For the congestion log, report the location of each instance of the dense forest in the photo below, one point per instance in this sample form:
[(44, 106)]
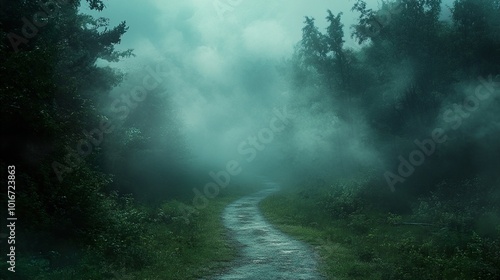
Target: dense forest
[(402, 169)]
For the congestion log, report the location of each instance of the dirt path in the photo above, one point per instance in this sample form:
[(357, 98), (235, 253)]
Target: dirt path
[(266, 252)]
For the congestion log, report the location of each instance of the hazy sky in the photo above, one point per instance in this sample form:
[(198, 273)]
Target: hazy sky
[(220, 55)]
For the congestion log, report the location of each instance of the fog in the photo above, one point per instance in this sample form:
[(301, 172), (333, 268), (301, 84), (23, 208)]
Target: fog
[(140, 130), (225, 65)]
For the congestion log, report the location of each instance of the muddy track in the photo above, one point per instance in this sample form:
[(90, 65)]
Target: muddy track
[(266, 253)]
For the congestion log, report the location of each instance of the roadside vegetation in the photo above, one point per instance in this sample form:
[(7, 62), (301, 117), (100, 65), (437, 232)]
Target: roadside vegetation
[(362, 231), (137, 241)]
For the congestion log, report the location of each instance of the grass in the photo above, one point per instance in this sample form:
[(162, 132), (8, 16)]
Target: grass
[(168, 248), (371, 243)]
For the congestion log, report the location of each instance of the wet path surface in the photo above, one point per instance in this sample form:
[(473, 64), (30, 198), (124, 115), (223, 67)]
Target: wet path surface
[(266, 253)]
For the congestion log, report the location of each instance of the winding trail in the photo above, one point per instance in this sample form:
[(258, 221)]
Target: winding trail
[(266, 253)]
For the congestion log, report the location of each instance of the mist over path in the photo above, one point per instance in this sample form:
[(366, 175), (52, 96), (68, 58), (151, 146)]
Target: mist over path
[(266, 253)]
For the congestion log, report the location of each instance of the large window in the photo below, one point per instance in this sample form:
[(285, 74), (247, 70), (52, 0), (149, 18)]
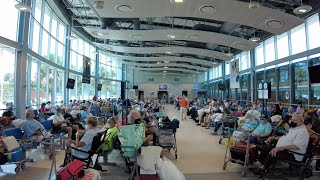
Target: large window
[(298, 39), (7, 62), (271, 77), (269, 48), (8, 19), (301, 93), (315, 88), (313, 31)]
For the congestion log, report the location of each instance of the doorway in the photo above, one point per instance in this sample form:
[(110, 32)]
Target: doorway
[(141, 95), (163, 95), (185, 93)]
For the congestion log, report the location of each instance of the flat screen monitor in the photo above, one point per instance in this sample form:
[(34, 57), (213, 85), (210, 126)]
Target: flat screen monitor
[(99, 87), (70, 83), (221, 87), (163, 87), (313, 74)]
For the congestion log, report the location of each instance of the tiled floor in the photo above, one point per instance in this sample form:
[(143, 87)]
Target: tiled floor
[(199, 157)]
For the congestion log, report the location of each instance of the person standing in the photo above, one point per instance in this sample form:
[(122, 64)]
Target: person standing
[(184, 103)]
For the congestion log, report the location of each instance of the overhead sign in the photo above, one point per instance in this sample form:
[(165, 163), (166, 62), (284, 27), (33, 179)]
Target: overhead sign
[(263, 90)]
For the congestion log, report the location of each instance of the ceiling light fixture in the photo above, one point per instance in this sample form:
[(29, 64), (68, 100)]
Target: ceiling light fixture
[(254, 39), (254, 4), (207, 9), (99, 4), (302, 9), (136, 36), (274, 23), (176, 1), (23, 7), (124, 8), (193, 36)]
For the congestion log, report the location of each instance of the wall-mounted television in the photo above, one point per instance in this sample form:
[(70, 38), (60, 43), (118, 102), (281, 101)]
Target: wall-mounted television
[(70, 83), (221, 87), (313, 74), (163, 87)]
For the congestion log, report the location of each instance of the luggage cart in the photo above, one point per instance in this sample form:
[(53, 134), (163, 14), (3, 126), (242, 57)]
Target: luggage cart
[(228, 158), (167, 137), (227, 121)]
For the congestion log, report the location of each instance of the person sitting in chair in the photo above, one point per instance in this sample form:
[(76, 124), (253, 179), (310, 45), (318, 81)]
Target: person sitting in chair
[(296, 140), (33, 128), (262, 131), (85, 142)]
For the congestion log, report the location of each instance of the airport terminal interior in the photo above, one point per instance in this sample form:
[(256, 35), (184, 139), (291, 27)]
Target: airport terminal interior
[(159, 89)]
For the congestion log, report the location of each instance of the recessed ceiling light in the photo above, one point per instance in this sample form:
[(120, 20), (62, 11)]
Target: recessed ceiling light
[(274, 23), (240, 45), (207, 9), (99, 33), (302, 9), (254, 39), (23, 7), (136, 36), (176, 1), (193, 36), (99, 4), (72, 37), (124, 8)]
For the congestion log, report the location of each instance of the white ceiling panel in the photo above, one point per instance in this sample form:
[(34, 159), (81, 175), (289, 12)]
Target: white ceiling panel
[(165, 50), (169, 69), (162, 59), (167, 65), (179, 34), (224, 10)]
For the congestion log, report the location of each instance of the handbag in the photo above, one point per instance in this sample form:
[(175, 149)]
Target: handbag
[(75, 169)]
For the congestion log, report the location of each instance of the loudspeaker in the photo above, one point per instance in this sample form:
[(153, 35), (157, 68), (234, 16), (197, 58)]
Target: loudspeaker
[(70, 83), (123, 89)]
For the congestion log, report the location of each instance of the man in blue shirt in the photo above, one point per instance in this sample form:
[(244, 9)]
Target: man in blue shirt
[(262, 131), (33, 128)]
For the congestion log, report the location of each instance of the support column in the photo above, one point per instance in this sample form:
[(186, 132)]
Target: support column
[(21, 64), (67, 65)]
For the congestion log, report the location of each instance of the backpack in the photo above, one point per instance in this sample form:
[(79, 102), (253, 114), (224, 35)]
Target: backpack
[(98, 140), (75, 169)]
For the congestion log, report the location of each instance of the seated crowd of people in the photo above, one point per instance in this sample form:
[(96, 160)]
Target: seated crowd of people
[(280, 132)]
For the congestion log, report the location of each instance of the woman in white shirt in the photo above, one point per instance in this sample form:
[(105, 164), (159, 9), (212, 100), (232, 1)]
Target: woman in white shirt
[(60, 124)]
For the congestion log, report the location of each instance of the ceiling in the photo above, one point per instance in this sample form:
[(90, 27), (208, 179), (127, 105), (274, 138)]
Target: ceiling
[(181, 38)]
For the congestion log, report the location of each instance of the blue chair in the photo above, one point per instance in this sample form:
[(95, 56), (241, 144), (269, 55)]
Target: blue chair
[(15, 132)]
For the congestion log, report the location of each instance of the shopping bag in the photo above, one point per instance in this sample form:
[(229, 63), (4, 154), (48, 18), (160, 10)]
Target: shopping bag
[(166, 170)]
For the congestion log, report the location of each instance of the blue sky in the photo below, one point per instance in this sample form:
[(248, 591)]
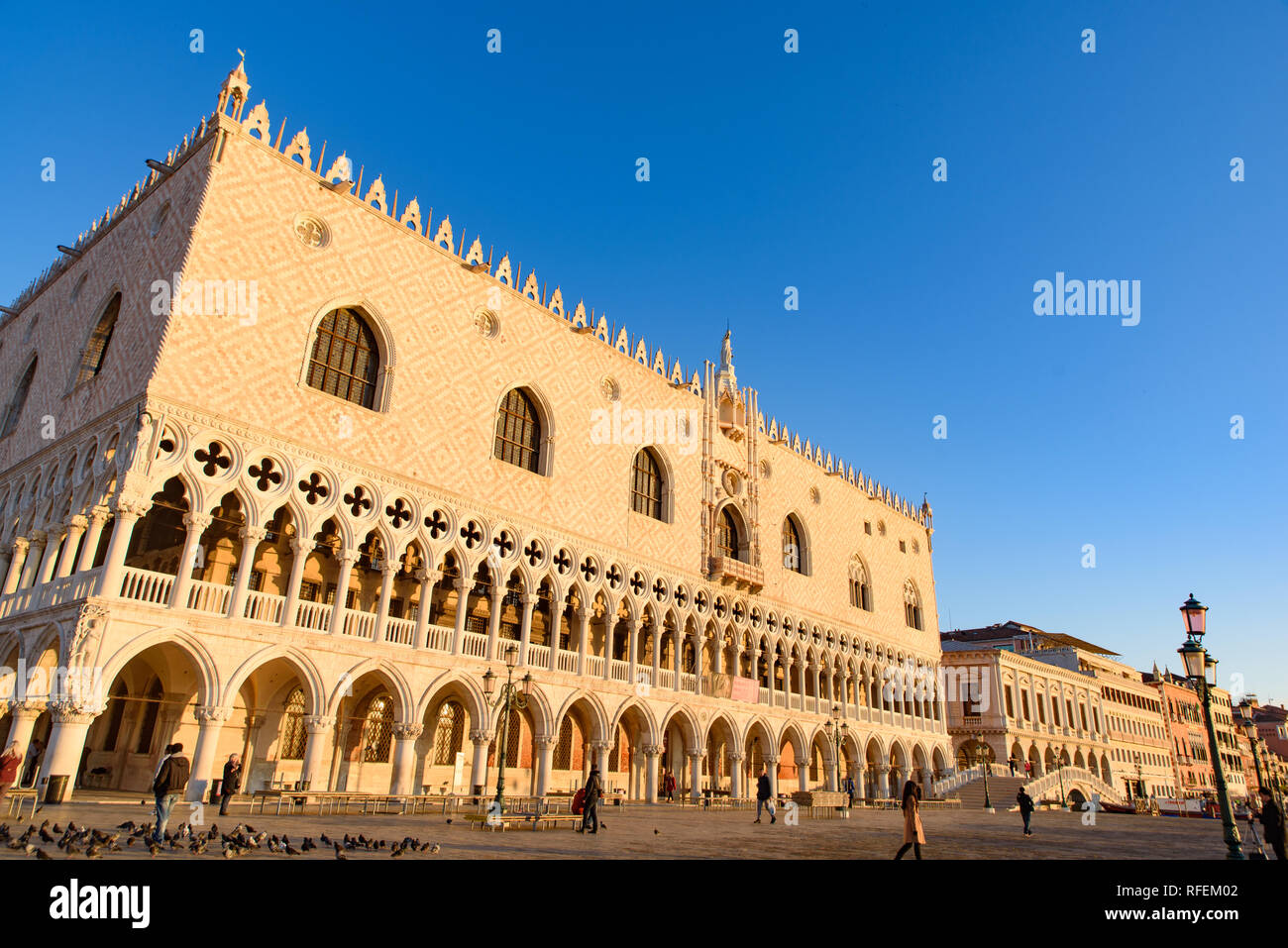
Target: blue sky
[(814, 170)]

- [Exercise task] Update every item above by swapping "congestion log" for "field survey" and keeping all other text unchanged. Leave the pictures out of your output.

- [Solution to this task]
For the field survey, report the location of each instance of the dense forest in the photo below, one point per instance in this sample form:
[(44, 106)]
Target: dense forest
[(402, 169)]
For the field survey, report the location of each instance of the dirt path in the photo above, one point per instance in this sample form:
[(357, 98), (235, 253)]
Target: dirt path
[(266, 252)]
For the field survey, report the location of each instance of the hazy sky in the photo above, one point per instance in this sample form:
[(198, 273)]
Target: hazy sky
[(220, 55)]
For the field survey, report the location of each instance of the fog in the photo above, one point per instance in this sample form:
[(301, 172), (333, 268), (301, 84), (23, 208)]
Target: fog
[(140, 130), (225, 65)]
For the field survey, report the location of each instance of the muddy track in the photo above, one point per instance in this sample form:
[(90, 65)]
Target: muddy track
[(266, 253)]
For the field survey, report the location of each instance of the roadside vegetation in the photo above, one point per instance in this sample form:
[(7, 62), (301, 117), (100, 65), (437, 232)]
Target: roadside vegetation
[(362, 231), (137, 241)]
For the field survey, report the location of each instance of the grass in the photo above, one point per instance in this sample form:
[(162, 132), (8, 16)]
Target: grass
[(168, 248), (371, 243)]
For the field survey, report the location of each instance of the wet path surface in the photo above, one point per instance in this sample form:
[(473, 64), (30, 198), (124, 115), (223, 67)]
Target: wet path surface
[(266, 253)]
For the field survey, report the location of each instance of the winding trail in the photo above, one point per instance in this sample form:
[(258, 221)]
Target: winding trail
[(266, 253)]
For the field survey, report the location of each instance of the mist over path in the photo above, one point per instance in this sample form:
[(366, 175), (52, 96), (68, 58), (151, 146)]
Target: mist over path
[(266, 253)]
For the field survey, report the location of each instance of the large window in the photo below, one point per instance in this sample form:
[(285, 74), (247, 70), (52, 0), (149, 18)]
Target: large window
[(298, 39), (7, 62), (271, 77), (269, 48), (8, 19), (301, 93), (315, 88), (313, 31)]
For the field survey, report the location of each instance of the doorway in the photo above, one point per instance in this sample form:
[(110, 32)]
Target: doorway
[(141, 95), (163, 95), (185, 93)]
For the field survey, report the location of each instance of the flat screen monitor in the photo above, one point per instance in this sample form:
[(34, 57), (213, 85), (210, 126)]
Target: flat screen monitor
[(99, 87), (70, 83), (221, 87), (163, 87), (313, 74)]
For the field survey, report the location of each instance of the tiled floor in the photo above, one point per instance in this sample form:
[(143, 87)]
Target: tiled floor
[(199, 157)]
For the field survey, report the location of each instance of the person standing in the photo above, one point per instance in this sample form:
[(122, 64)]
Target: person standing
[(184, 103)]
For the field survey, report the location of each instance of the overhead sign in the photo above, one point per instance in this sample form:
[(165, 163), (166, 62), (284, 27), (33, 179)]
Target: overhead sign
[(263, 90)]
For the field survey, report the location of each instance of the ceiling light fixture in the photo above, one point per instance in this sample form:
[(29, 64), (68, 100)]
Target: ceiling light fixture
[(254, 39), (254, 4), (207, 9), (99, 4), (302, 9), (136, 36), (274, 23), (176, 1), (23, 7), (124, 8), (193, 36)]
For the field survey, report the location of each instance of the wall-mounted television in the photo above, one point per instance in this sample form:
[(70, 38), (60, 43), (118, 102), (281, 101)]
Target: wall-mounted television
[(70, 83), (221, 87), (313, 74), (163, 87)]
For the field survey, report the location of each instance of the luggage cart in the photo above, one point per instance in this sample form:
[(53, 134), (163, 14), (3, 126), (242, 57)]
Target: luggage cart
[(228, 158), (167, 137), (227, 121)]
For the field survey, report the location of each instance of the person sitting in chair in the photo above, one point per instance in this sample form:
[(76, 124), (253, 179), (310, 45), (318, 81)]
Target: person sitting in chair
[(296, 140), (33, 128), (262, 131), (85, 142)]
For the field survey, report the location of each instance of the airport terminal interior in the photo above, one point per instance in this sample form:
[(256, 35), (184, 139), (291, 27)]
Target: airport terminal interior
[(159, 89)]
For the field survey, report the location of each instance of the recessed ceiling light in the photo above, one point per instance in this sample form:
[(120, 20), (62, 11)]
Target: recessed ceiling light
[(274, 23), (240, 45), (207, 9), (99, 33), (302, 9), (254, 39), (23, 7), (136, 36), (176, 1), (193, 36), (99, 4), (72, 37), (124, 8)]
For the field survey, report the location of each instance of the white ceiling panel in the photo above, one point per instance in this sample form:
[(34, 159), (81, 175), (289, 12)]
Target: white ceiling panel
[(165, 50), (169, 69), (162, 59), (167, 65), (179, 34), (224, 10)]
For the field survey, report the location of each instance of the handbag in the photo above, one point per instance in this sample form:
[(175, 149)]
Target: handbag
[(75, 169)]
For the field survey, report the location of each instance of the loudspeaker in the photo above, one point per instance in this sample form:
[(153, 35), (157, 68), (234, 16), (197, 58)]
Target: loudspeaker
[(70, 83), (123, 89)]
For the field survey, report the location of each instance of the man in blue shirt in the photo above, one point per instance in this sample form:
[(244, 9)]
Target: man in blue shirt
[(262, 131), (33, 128)]
For the field survey, report the location of each instance of the support column in the photo above, one point per instance in this sample form:
[(186, 132)]
Target: support column
[(21, 64), (67, 65)]
For the field survey, report the location of each instance of the backpack in the photo above, one point per instance in this sample form:
[(79, 102), (253, 114), (224, 35)]
Target: backpack
[(98, 140), (75, 169)]
For the field survey, report the location of each instance of the seated crowd of people in the photo above, one point per instance in this sample form:
[(96, 160)]
Target: seated crowd of people
[(280, 132)]
For the field survey, report the location of each instance of the woman in white shirt in the photo above, one point per instance in this sample form:
[(105, 164), (159, 9), (212, 100), (232, 1)]
Target: woman in white shirt
[(60, 124)]
For the field survey, report the location of each instance of the ceiling in the photo above, one point per instance in this sample form:
[(90, 27), (208, 179), (127, 105), (274, 138)]
Target: ceiling
[(181, 38)]
For the field survey, report the location of each instance of the blue chair in the photo above, one point per instance in this sample form:
[(95, 56), (241, 144), (269, 55)]
Target: blue chair
[(15, 132)]
For the field survey, report the location of each instance of the shopping bag in the photo above, one point per instance in this sample form:
[(229, 63), (4, 154), (48, 18), (160, 10)]
Target: shopping bag
[(166, 170)]
For the field survey, report the location of each instance of the blue sky in the photo below, one point per instance in this sample form:
[(248, 591)]
Target: blue sky
[(814, 170)]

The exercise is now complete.